Extracto del documento:
-------

Pagar un rescate en una cuenta corriente les recordó a los agentes el caso sucedido un año antes, cuando un industrial gaditano recibió idénticas amenazas, que avisaban del daño que podría sufrir su hija, menor de edad, si no ingresaba un dinero en una cuenta. Había una diferencia: la hija no había desaparecido, motivo por el cual el industrial adoptó las medidas necesarias para alejarla de la ciudad y el caso quedó en un simple asunto de extorsión.

Hechas las comprobaciones de rigor, quedó claro que las cartas correspondían al mismo autor y que estaban escritas en la misma máquina. Tanto en uno como en otro caso, ningún funcionario de la Caja de Ahorros de Cádiz fue capaz de recordar algún detalle de la persona que abrió ambas cuentas con documentación falsa.

En el nuevo episodio sí parecía haberse producido un secuestro. Al menos, había una persona desaparecida. Tras investigar entre el círculo de amistades de la presunta víctima, se decidió realizar el ingreso en la cuenta y esperar a que el secuestrador diera el siguiente paso. La policía coordinó un plan con los responsables de la entidad bancaria: se optó por vigilar todos los cajeros automáticos de la entidad.

No había demasiados. "No más de 17", recuerda uno de los investigadores policiales en aquel entonces. "Decidimos colocar agentes detrás de cada cajero, porque por entonces el funcionamiento de estos aparatos no estaba tan informatizado como ahora y porque era el único modo de poder sorprender al secuestrador in situ". Anularon el funcionamiento de dos cajeros en los que era materialmente imposible apostar a algún agente en su interior sin ser descubierto. También se estableció un límite de dinero (35.000 pesetas) que se pudiera extraer en una sola operación.

No hubo que esperar mucho. Al día siguiente, sobre las diez de la mañana, en la plaza de San Antonio, un joven alto y con gafas comenzó a maniobrar en el cajero. Era la cuenta en cuestión. El policía apostado en el interior se limitaba a leer los dígitos que aparecían en una pequeña pantalla. En seguida se percató de que estos correspondían a la cuenta corriente. Salió disparado del habitáculo y le dio el alto. No hubo forcejeo. Apenas un balbuceo al intentar explicarse. El joven era José Juan Martín Montañés.

-------

Extracto del listado:
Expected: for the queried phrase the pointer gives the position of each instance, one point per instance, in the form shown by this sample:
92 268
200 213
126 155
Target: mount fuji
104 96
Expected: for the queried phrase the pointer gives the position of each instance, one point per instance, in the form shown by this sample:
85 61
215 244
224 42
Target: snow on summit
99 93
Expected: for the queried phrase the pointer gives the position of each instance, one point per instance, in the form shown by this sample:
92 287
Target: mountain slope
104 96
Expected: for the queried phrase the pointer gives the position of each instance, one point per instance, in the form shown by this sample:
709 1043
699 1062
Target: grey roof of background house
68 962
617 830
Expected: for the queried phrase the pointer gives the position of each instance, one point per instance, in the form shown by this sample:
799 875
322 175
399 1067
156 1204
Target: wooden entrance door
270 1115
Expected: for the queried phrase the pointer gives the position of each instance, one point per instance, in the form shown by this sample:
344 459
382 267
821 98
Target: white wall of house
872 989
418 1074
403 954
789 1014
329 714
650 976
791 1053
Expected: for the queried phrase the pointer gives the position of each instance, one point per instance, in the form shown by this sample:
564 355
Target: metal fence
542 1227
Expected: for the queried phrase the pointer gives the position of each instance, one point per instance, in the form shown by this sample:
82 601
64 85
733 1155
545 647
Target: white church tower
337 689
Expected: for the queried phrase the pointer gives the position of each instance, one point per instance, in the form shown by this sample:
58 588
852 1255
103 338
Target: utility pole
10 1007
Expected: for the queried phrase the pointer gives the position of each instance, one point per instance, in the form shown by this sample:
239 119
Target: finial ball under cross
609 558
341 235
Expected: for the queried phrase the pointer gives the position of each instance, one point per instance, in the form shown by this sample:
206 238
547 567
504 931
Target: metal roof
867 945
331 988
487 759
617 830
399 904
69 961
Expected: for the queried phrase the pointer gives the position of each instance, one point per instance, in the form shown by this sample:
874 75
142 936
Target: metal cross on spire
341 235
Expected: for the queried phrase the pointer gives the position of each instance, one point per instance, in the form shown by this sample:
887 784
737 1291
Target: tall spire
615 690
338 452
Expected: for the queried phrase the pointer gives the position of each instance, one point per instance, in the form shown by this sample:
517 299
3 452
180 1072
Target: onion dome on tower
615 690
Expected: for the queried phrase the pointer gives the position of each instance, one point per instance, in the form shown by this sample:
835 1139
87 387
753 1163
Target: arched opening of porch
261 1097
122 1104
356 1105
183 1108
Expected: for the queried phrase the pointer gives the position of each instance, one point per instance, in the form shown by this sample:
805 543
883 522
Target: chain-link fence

-------

Ejercicio breve A:
Responde con datos del extracto:
(i) ¿En qué entidad se abrieron las dos cuentas?
(ii) ¿Qué límite de dinero se fijó para una sola operación?
(iii) ¿En qué plaza empezó a usar el cajero el joven alto y con gafas?
Ejercicio breve B:
Convierte en una lista breve el párrafo del extracto que empieza por "No había demasiados", sin perder sus datos principales.
Ejercicio breve C:
Extrae literalmente del extracto el tramo que comienza con las palabras que contienen "Hechas las comprobaciones" y acaba en "con documentación falsa.".
Para resolver, basta con el extracto y nada más.

Respuesta desarrollada A:
(i) En la Caja de Ahorros de Cádiz.
(ii) 35.000 pesetas.
(iii) En la plaza de San Antonio.

Respuesta desarrollada B:
- Había como mucho 17 cajeros.
- Se colocaron agentes detrás de cada cajero. Estos aparatos estaban entonces menos informatizados, y era la única forma de sorprender al secuestrador in situ.
- Se anularon dos cajeros en los que no se podía apostar a un agente sin que lo descubrieran.
- Se fijó un límite de 35.000 pesetas por operación.

Respuesta desarrollada C:
Hechas las comprobaciones de rigor, quedó claro que las cartas correspondían al mismo autor y que estaban escritas en la misma máquina. Tanto en uno como en otro caso, ningún funcionario de la Caja de Ahorros de Cádiz fue capaz de recordar algún detalle de la persona que abrió ambas cuentas con documentación falsa.